> _Set of tasks_:
a – Can you echo the note on IPv6 LLE timers, starting at the words "We're using per-LLE" and stopping after "nd6_llinfo_timer (thread 2)."?
b – How would you render this sentence from the note on IPv6 LLE timers in Spanish: "It is solved exactly as in IPv4 arp handling code: timer function drops write lock before calling nd6_ns_output()."
c – Could you pick up the note on IPv6 LLE timers after its last sentence and keep it going?

Real problem which is solved by this approach (traced by ae@):

We're using per-LLE IPv6 timers for various purposes, most of them
requires LLE modifications, so timer function starts with lle write lock
held.

Some timer events requires us to send neighbour solicication messages
which involves a) source address selection (requiring LLE lock being
held ) and b) calling ip6_output() which requires LLE lock being not
held. It is solved exactly as in IPv4 arp handling code: timer function
drops write lock before calling nd6_ns_output().

Dropping/acquiring lock is error-prone, for example, the following 
scenario is possible (traced by ae@):

we're calling if_detach(ifp) (thread 1) and nd6_llinfo_timer (thread 2).

> _Stored data_:
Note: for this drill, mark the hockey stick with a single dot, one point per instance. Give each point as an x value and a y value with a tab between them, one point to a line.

> _The results_:
a –
We're using per-LLE IPv6 timers for various purposes, most of them
requires LLE modifications, so timer function starts with lle write lock
held.

Some timer events requires us to send neighbour solicication messages
which involves a) source address selection (requiring LLE lock being
held ) and b) calling ip6_output() which requires LLE lock being not
held. It is solved exactly as in IPv4 arp handling code: timer function
drops write lock before calling nd6_ns_output().

Dropping/acquiring lock is error-prone, for example, the following 
scenario is possible (traced by ae@):

we're calling if_detach(ifp) (thread 1) and nd6_llinfo_timer (thread 2).

b – Se resuelve exactamente como en el código de manejo de ARP de IPv4: la función del temporizador libera el bloqueo de escritura antes de llamar a nd6_ns_output().

c –
Then the following can happen:

#1 T2 releases LLE lock and runs nd6_ns_output().
#2 T1 proceeds with detaching: in6_ifdetach() -> in6_purgeaddr() -> 
nd6_rem_ifa_lle() -> in6_lltable_prefix_free() which removes all LLEs 
for given prefix acquiring each LLE write lock. "Our" LLE is not 
destroyed since it is refcounted by nd6_llinfo_settimer_locked().

#3 T2 proceeds with nd6_ns_output() selecting source address (which 
involves acquiring LLE read lock)

#4 T1 finishes with detaching interface addresses and sets ifp->if_addr 
to NULL

#5 T2 calls nd6_ifptomac() which reads interface MAC from ifp->if_addr

#6 User inspects core generated by previous call

Using new API, we can avoid #6 by making the following code changes:
* LLE timer does not drop/reacquire LLE lock
* we require nd6_ns_output callers to lock LLE if it is provided
* nd6_ns_output() uses "slow" path instead of sending mbuf to 
ip6_output() immediately if LLE is not NULL.


What do you think?


--------------050804080408080705010802
Content-Type: text/x-patch;
 name="dly_fin2.diff"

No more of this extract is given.